AIM
Resume the passage on the rise of vernacular literature and the Chanson de Roland, continuing from its final sentence.

TEXT SECTION
The secularization of literature went hand in hand with the rise of the national languages. By and large, by the twelfth century, only clerics could understand Latin, and writers who wished to reach a lay audience were compelled to use the vernacular tongues. As social order grew, the reading audience widened, and national literatures rose to meet its demand. French literature began in the eleventh century, German in the twelfth, English, Spanish, and Italian in the thirteenth.
The natural early form of these indigenous literatures was the popular song. The song was drawn out into the ballad; and the ballad, by proliferation or agglutination, swelled into such minor epics as Beowulf, the Chanson de Roland, the Nibelungenlied, and theCid. The Chanson was probably put together about 1130 from ballads of the ninth or tenth century. In 4000 simple, flowing iambic lines it tells the story of Roland’s death at Roncesvalles. Charlemagne, having “conquered” Moorish Spain, turns back with his army toward France; the traitorous Ganelon reveals their route to the enemy; and Roland volunteers to lead the dangerous rear guard. In a narrow winding gorge of the Pyrenees a horde of Basques pours down from the cliffs upon Roland’s little force. His friend Olivier begs him to sound his great horn as a call to Charlemagne for aid, but Roland proudly refuses to ask for help. He and Olivier and Archbishop Turpin lead their troops in a desperate resistance, and they fight till nearly all are dead. Olivier, blinded by blood flowing from mortal wounds in his head, mistakes Roland for an enemy, and strikes him. Roland’s helmet is split from crown to nosepiece, but saves him.
At this blow Roland looks at him,
Asks him gently and softly:
“Sir comrade, do you this in earnest?
I am that Roland who loves you so well.
In no wise have you sent me defiance.”
Says Olivier: “Now I hear you speak;
I do not see you. God see and save you!
Struck you have I. Forgive it to me!”
Roland replies: “I have no injury.
I forgive you here and before God.”
At this word one to the other bows;
And with such love they part.20
Roland at last blows his oliphant, blows till the blood bursts from his temples. Charlemagne hears, and turns back to the rescue, “his white beard flying in the wind.” But the way is long; “high are the mountains, vast and dark; deep are the valleys, swift the streams.” Meanwhile Roland mourns over the corpse of Olivier, and says to it: “Sir comrade, we have been together through many days and many years. You never did me evil, nor I to you. Life is all pain if you are dead.” The Archbishop, also dying, begs Roland to save himself by flight; Roland refuses, and continues to fight till the attackers flee; but he too is mortally wounded. With his last strength he breaks his jeweled sword Durendal against a stone, lest it fall into heathen hands. Now “Count Roland lay under a pine tree, his face turned toward Spain…. Many memories came upon him then; he thought of the lands he had conquered, of sweet France, and his family, and Charles, who had brought him up, and he wept.” He held up his glove to God as a sign of loyal vassalage. Charles, arriving, finds him dead. No translation can catch the simple but knightly dignity of the original, and none but one reared to love France and honor her can feel to the full the power and sentiment of this, the national epic that every French child learns, almost with its prayers.

ENTRIES
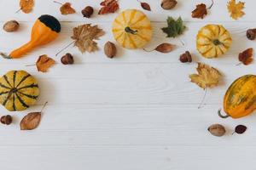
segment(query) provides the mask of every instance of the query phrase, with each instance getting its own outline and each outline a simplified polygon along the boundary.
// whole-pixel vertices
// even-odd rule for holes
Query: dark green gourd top
[[[38,20],[45,26],[49,27],[52,31],[58,33],[61,31],[61,24],[59,20],[55,17],[49,14],[44,14],[40,16]]]

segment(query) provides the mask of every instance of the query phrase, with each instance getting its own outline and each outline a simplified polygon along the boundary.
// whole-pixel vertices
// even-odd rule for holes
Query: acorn
[[[73,65],[74,63],[73,57],[71,54],[66,54],[63,57],[61,57],[61,63],[63,65]]]
[[[90,18],[92,15],[93,12],[93,8],[90,6],[87,6],[82,10],[82,14],[84,15],[84,17]]]
[[[7,32],[13,32],[16,31],[19,27],[19,22],[17,22],[16,20],[9,20],[3,25],[3,29]]]
[[[104,52],[108,58],[113,58],[116,55],[117,52],[114,43],[111,42],[108,42],[107,43],[105,43]]]
[[[1,122],[3,124],[9,125],[9,124],[12,123],[13,118],[12,118],[12,116],[9,116],[9,115],[3,116],[0,118],[0,122]]]

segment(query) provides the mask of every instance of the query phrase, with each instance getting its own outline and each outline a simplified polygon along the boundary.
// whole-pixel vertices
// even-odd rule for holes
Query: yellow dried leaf
[[[228,9],[230,14],[230,17],[236,20],[242,17],[245,14],[242,11],[244,5],[245,3],[241,1],[236,3],[236,0],[230,0],[228,3]]]
[[[72,39],[75,40],[74,45],[82,52],[92,53],[98,49],[97,43],[94,40],[98,40],[105,34],[98,26],[91,26],[90,24],[84,24],[73,28]]]
[[[34,0],[20,0],[20,7],[24,13],[28,14],[34,7]]]
[[[55,61],[48,57],[47,55],[41,55],[37,61],[37,67],[38,71],[46,72],[49,67],[51,67]]]
[[[71,7],[70,3],[65,3],[60,8],[61,14],[71,14],[76,13],[76,10]]]
[[[218,86],[222,75],[217,69],[206,64],[198,63],[196,70],[198,74],[192,74],[189,76],[192,82],[196,83],[203,89]]]

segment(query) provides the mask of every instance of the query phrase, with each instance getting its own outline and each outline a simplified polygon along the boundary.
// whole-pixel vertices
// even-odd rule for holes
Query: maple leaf
[[[183,33],[186,26],[181,17],[175,20],[172,17],[167,19],[168,26],[162,28],[162,31],[167,34],[167,37],[176,37]]]
[[[76,13],[76,10],[71,7],[70,3],[65,3],[60,8],[61,14],[71,14]]]
[[[192,11],[193,18],[201,18],[203,19],[205,15],[207,14],[207,5],[204,3],[201,3],[196,5],[196,8]]]
[[[236,20],[242,17],[245,14],[245,13],[242,11],[244,5],[245,3],[241,1],[236,3],[236,0],[230,0],[227,5],[230,17]]]
[[[102,29],[99,29],[96,25],[90,24],[79,26],[73,28],[72,39],[75,40],[74,45],[82,52],[95,52],[98,49],[97,43],[94,40],[98,40],[100,37],[105,34]]]
[[[20,7],[24,13],[28,14],[32,10],[34,3],[34,0],[20,0]]]
[[[192,82],[196,83],[203,89],[218,86],[222,76],[217,69],[203,63],[198,63],[196,70],[198,74],[189,75]]]
[[[51,67],[55,63],[55,61],[47,55],[41,55],[37,60],[36,65],[38,71],[46,72],[48,69]]]
[[[238,59],[242,64],[246,65],[250,65],[253,61],[253,49],[252,48],[247,48],[247,50],[239,54]]]
[[[117,0],[105,0],[101,3],[101,5],[103,7],[100,9],[98,14],[115,13],[119,8]]]

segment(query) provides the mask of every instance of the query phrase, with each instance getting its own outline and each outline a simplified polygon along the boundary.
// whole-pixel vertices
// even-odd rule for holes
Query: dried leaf
[[[147,3],[141,3],[141,6],[143,9],[148,10],[148,11],[151,11],[151,8],[150,5]]]
[[[117,0],[105,0],[101,3],[101,5],[103,7],[100,9],[98,14],[115,13],[119,8]]]
[[[242,64],[246,65],[250,65],[253,61],[253,49],[252,48],[247,48],[247,50],[239,54],[238,59]]]
[[[24,13],[28,14],[33,9],[34,3],[34,0],[20,0],[20,7]]]
[[[196,8],[194,11],[192,11],[193,18],[203,19],[204,16],[207,14],[207,5],[204,3],[196,5]]]
[[[91,26],[90,24],[85,24],[73,28],[73,35],[71,38],[75,40],[75,46],[82,53],[86,51],[91,53],[98,49],[97,43],[94,40],[98,40],[104,34],[104,31],[98,28],[97,25]]]
[[[41,112],[27,114],[20,123],[20,130],[32,130],[38,127],[41,121]]]
[[[241,1],[236,3],[236,0],[230,0],[227,7],[230,14],[230,17],[236,20],[242,17],[245,14],[245,13],[242,11],[244,5],[245,3]]]
[[[55,63],[55,61],[47,55],[41,55],[39,56],[36,65],[38,71],[46,72]]]
[[[186,26],[181,17],[175,20],[172,17],[167,19],[168,26],[162,28],[162,31],[167,34],[167,37],[176,37],[183,33]]]
[[[203,89],[218,86],[221,74],[217,69],[206,64],[198,63],[196,70],[198,74],[189,76],[192,82],[196,83]]]
[[[157,46],[154,50],[160,52],[160,53],[164,53],[164,54],[167,54],[170,53],[173,50],[174,48],[174,45],[172,43],[161,43],[159,46]],[[147,49],[144,49],[147,52],[152,52],[154,50],[148,51]]]
[[[242,134],[247,131],[247,128],[244,125],[238,125],[235,128],[235,133],[238,134]]]
[[[71,7],[70,3],[65,3],[60,8],[61,14],[71,14],[76,13],[76,10]]]

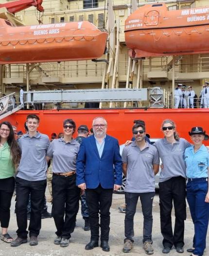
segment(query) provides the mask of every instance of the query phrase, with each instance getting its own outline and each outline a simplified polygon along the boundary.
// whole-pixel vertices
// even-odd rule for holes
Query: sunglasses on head
[[[138,134],[138,133],[139,133],[140,134],[142,134],[143,133],[144,133],[144,131],[141,130],[141,131],[133,131],[133,133],[135,135]]]
[[[72,125],[71,124],[70,124],[69,125],[68,125],[67,124],[65,124],[63,125],[63,128],[64,129],[67,129],[69,128],[69,129],[73,129],[73,125]]]
[[[173,130],[174,129],[174,126],[167,126],[167,127],[162,127],[163,131],[166,131],[167,129],[168,130]]]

TASK ANSWER
About 1160 an unknown poet, romantically idealizing the character and exploits of Ruy or Rodrigo Diaz (d. 1099), gave a national epic to Spain in the Poema del Cid. Here too the theme is the struggle of Christian knights against the Spanish Moors, the exaltation of feudal courage, honor, and magnanimity, the glory of war rather than the servitude of love. So Rodrigo, banished by an ungrateful king, leaves his wife and children in a nunnery, and vows never to live with them again until he has won five battles. He goes to fight the Moors, and the first half of the poem resounds with Homeric victories. Between battles the Cid robs Jews, scatters alms among the poor, feeds a leper, eats from the same dish with him, sleeps in the same bed, and discovers him to be Lazarus, whom Christ raised from the dead. This, of course, is not the Cid of history, but it does no greater injury to fact than the Chanson with its idealization of Charlemagne. The Cid became a heady stimulant to Spanish thought and pride; hundreds of ballads were composed about its hero, and a hundred histories more or less historical. There are few things in the world so unpopular as truth, and the backbone of men and states is a concatenation of romance.
No one has yet explained why little Iceland, harassed by the elements and isolated by the sea, should have produced in this period a literature of scope and brilliance quite out of proportion to its place and size. Two circumstances helped: a rich store of orally transmitted historical traditions, dear to any segregated group; and a habit of reading—or being read to—which was favored by long winter nights. Already in the twelfth century there were many private libraries in the island, in addition to those in the monasteries. When writing became a familiar accomplishment, laymen as well as priests put this racial lore, once the property of scalds, into literary form.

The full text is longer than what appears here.